** Work instructions **
Keeping every character as it is, transcribe the entries below.

==== Exercise data ====

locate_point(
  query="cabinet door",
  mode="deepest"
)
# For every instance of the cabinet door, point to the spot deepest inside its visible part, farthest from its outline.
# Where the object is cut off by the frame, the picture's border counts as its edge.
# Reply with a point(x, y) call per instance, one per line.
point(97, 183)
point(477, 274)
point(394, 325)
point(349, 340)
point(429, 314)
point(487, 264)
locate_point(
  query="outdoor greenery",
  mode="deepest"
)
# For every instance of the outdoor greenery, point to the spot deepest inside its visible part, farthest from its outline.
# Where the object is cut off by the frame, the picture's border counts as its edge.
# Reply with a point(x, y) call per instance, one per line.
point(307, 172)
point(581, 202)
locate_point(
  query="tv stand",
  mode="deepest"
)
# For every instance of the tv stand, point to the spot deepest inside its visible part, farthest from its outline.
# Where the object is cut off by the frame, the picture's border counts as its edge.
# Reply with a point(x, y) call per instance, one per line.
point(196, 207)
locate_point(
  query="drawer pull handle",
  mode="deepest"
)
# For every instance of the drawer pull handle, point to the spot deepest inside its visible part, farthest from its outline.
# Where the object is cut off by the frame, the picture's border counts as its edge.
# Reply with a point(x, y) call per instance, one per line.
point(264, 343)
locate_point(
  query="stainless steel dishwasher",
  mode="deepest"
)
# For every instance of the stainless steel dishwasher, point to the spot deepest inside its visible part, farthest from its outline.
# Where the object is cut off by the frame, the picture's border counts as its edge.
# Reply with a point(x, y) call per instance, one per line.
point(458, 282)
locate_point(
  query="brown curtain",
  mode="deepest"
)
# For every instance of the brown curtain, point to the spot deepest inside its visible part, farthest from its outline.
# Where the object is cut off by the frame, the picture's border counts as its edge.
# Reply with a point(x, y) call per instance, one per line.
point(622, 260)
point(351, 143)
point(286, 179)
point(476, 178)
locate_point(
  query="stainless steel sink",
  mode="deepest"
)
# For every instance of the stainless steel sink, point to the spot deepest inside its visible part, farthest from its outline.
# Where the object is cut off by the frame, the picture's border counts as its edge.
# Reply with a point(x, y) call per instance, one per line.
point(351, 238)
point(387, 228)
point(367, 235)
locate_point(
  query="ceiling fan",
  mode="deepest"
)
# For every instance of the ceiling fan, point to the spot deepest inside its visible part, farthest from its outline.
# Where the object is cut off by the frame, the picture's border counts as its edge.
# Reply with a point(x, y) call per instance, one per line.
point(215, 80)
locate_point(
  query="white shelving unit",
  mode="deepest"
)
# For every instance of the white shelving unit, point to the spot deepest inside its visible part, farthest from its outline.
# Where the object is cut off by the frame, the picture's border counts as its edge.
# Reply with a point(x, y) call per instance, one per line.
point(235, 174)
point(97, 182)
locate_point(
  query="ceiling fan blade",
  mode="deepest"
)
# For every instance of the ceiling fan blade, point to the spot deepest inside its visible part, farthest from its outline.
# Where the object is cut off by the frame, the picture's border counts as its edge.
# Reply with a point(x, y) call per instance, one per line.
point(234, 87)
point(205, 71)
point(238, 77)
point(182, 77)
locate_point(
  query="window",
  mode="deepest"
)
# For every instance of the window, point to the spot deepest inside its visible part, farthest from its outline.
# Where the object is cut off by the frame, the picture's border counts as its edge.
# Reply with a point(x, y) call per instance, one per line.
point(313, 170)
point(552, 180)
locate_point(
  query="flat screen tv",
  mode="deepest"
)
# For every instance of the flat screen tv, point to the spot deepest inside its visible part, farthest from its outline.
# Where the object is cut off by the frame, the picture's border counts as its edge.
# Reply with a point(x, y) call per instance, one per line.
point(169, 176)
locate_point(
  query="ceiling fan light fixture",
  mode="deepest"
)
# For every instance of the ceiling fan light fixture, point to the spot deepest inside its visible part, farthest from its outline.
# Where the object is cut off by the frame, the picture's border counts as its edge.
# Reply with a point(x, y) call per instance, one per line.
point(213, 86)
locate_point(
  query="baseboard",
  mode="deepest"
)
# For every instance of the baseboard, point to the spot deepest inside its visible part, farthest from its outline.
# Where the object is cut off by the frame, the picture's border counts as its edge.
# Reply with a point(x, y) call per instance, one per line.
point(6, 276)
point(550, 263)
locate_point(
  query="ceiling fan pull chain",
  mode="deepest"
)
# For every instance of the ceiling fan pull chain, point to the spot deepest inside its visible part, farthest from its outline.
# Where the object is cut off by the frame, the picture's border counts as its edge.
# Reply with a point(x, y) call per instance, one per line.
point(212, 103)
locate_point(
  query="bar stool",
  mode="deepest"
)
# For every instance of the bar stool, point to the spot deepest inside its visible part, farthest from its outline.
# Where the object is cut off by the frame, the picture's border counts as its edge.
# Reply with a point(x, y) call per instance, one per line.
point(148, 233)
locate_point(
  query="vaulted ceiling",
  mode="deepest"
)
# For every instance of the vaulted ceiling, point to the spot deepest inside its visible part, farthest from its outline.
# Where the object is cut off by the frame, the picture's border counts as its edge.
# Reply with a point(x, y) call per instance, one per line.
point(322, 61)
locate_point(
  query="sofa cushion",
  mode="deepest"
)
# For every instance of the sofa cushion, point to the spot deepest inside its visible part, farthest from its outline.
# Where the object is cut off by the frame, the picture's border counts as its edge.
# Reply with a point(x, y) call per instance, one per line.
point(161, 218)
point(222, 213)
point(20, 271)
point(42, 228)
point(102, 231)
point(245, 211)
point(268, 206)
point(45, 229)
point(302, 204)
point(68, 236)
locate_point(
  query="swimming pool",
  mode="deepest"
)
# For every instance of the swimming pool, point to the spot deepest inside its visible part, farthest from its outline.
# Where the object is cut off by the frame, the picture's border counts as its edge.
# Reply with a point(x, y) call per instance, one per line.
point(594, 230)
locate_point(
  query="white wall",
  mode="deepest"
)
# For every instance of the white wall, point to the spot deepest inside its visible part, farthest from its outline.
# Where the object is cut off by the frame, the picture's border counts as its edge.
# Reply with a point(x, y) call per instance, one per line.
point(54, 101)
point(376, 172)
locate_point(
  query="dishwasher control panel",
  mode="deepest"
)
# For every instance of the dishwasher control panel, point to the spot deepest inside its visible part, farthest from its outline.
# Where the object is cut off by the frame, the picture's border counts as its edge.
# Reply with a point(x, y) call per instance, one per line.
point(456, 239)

====

** Solution to this problem **
locate_point(
  query="cabinet door",
  mode="deepest"
)
# For every instance of the cabinet door, point to the spot deepest inside its visible part, farthest from its outline.
# Where the object is cut off by the frame, the picture's border counts as its edge.
# Reply with a point(x, y) call per instance, one per line.
point(97, 183)
point(477, 274)
point(394, 325)
point(349, 340)
point(429, 314)
point(487, 264)
locate_point(
  query="outdoor greenery",
  mode="deepest"
)
# For every instance of the outdoor greenery, point to the spot deepest inside its visible part, farthest from its outline.
# Where the object is cut off by the frame, the picture's border counts as its edge.
# Reply with a point(x, y) call per instance, one per line.
point(307, 172)
point(581, 202)
locate_point(
  query="tv stand",
  mode="deepest"
)
# For every instance of the tv stand, point to the spot deepest inside its visible part, farthest from its outline.
# Where the object is cut off by the frame, the picture's border counts as its edge.
# Reply with a point(x, y) call per instance, one per line.
point(196, 207)
locate_point(
  query="drawer pull handle",
  mode="deepest"
)
# For every instance of the drawer pull handle, point to the spot deepest inside its visible part, farthest from its outline.
# Where the object is cut off by the frame, the picture's border counts as its edge.
# Reply with a point(x, y) call per instance, one per line.
point(264, 343)
locate_point(
  query="stainless steel dishwasher",
  mode="deepest"
)
# For every instance of the stainless steel dishwasher, point to the spot deepest inside its visible part, farthest from its outline.
# Where the object is cut off by the frame, the picture's border counts as its edge.
# Reply with a point(x, y) call per instance, one per line.
point(458, 282)
locate_point(
  query="brown curtain",
  mode="deepest"
)
# For every instance of the brown curtain, point to the spot deepest inside its visible part, farthest from its outline.
# Where the object is cut off by the frame, the picture's border counts as its edge.
# Reply with a point(x, y) call per instance, one per line.
point(622, 260)
point(351, 143)
point(286, 179)
point(476, 178)
locate_point(
  query="stainless steel sink",
  mode="deepest"
)
# For every instance of the stainless steel sink, point to the spot deepest inside its visible part, farthest from its outline.
# Where the object is cut off by the frame, the picture's border counts as its edge.
# Reply with a point(x, y) call per instance, one per line.
point(351, 238)
point(387, 228)
point(367, 235)
locate_point(
  query="ceiling fan",
  mode="deepest"
)
# For every instance of the ceiling fan, point to the spot deepest inside its visible part, farthest from its outline.
# Where the object is cut off by the frame, the picture's border counts as its edge.
# Reply with a point(x, y) call per instance, one per line.
point(215, 80)
locate_point(
  query="white shelving unit",
  mode="deepest"
)
# For every instance of the white shelving unit, point to the spot deepest inside its visible part, farthest from its outline.
# Where the object is cut off by the frame, the picture's border counts as its edge.
# Reply with a point(x, y) call per instance, one per line.
point(235, 174)
point(97, 182)
locate_point(
  query="ceiling fan blade",
  mode="deepest"
)
# For every instance of the ceiling fan blade, point to the spot deepest inside its visible part, farthest from its outline.
# Where the object is cut off by the frame, the picture's border counts as its edge.
# Reply with a point(x, y) call per instance, one per line.
point(234, 87)
point(205, 71)
point(238, 77)
point(182, 77)
locate_point(
  query="window",
  mode="deepest"
)
# For every instance of the window, point to the spot deepest inside its visible part, farthest from its outline.
# Where the object is cut off by the frame, the picture's border counts as its edge.
# Reply with a point(x, y) call per instance, one per line.
point(313, 170)
point(552, 180)
locate_point(
  query="flat screen tv",
  mode="deepest"
)
# For every instance of the flat screen tv, point to the spot deepest inside its visible part, farthest from its outline.
# Where the object is cut off by the frame, the picture's border counts as its edge.
# Reply with a point(x, y) call per instance, one per line.
point(169, 176)
locate_point(
  query="ceiling fan light fixture",
  mode="deepest"
)
# For every instance of the ceiling fan light fixture, point to the spot deepest inside its visible part, farthest from its outline.
# Where the object is cut off by the frame, the picture's border counts as its edge.
# Reply with a point(x, y) call per instance, one per line.
point(213, 86)
locate_point(
  query="baseboard",
  mode="deepest"
)
# For every instance of the baseboard, point to the spot deepest inside its visible part, farthest from its outline.
# Where the object is cut off by the frame, the picture's border counts as its edge.
# Reply with a point(x, y) call per instance, one per line.
point(6, 276)
point(550, 263)
locate_point(
  query="ceiling fan pull chain",
  mode="deepest"
)
# For every instance of the ceiling fan pull chain, point to the spot deepest inside its visible part, farthest from its outline.
# Where the object is cut off by the frame, the picture's border counts as its edge.
# Reply with a point(x, y) call per instance, one per line.
point(212, 103)
locate_point(
  query="bar stool",
  mode="deepest"
)
# For every instance of the bar stool, point to the spot deepest inside its visible part, farthest from its outline.
# Where the object is cut off by the frame, the picture's border counts as its edge.
# Reply with a point(x, y) call per instance, one per line.
point(148, 233)
locate_point(
  query="vaulted ceiling",
  mode="deepest"
)
# For every instance of the vaulted ceiling, point to the spot deepest inside its visible part, farthest from its outline.
# Where the object is cut off by the frame, the picture's border counts as its edge.
# Reply with a point(x, y) call per instance, one per line.
point(322, 61)
locate_point(
  query="sofa cushion",
  mode="deepest"
)
# For every instance of the sofa cushion, point to the spot deepest inside its visible part, farthest from its outline.
# Where the object is cut off by the frame, the picture's border counts as its edge.
# Reply with a point(x, y) call per instance, one per line.
point(161, 218)
point(222, 213)
point(20, 271)
point(42, 228)
point(102, 231)
point(245, 211)
point(268, 206)
point(45, 229)
point(302, 204)
point(68, 236)
locate_point(
  query="swimming pool",
  mode="deepest"
)
# For every instance of the swimming pool, point to the spot deepest inside its visible part, farthest from its outline.
# Where the object is cut off by the frame, the picture's border counts as its edge.
# Reply with a point(x, y) call per instance, one per line.
point(594, 230)
locate_point(
  query="white wall",
  mode="deepest"
)
# For every instance of the white wall, point to the spot deepest inside its visible part, farthest from its outline.
# Where the object is cut off by the frame, the picture's border counts as its edge.
# Reply with a point(x, y) call per instance, one per line.
point(54, 101)
point(376, 172)
locate_point(
  query="dishwasher control panel",
  mode="deepest"
)
# For every instance of the dishwasher control panel, point to the spot deepest inside its visible part, farthest from its outline.
# Where the object is cut off by the frame, the picture's border counts as its edge.
# Reply with a point(x, y) call per instance, one per line.
point(456, 239)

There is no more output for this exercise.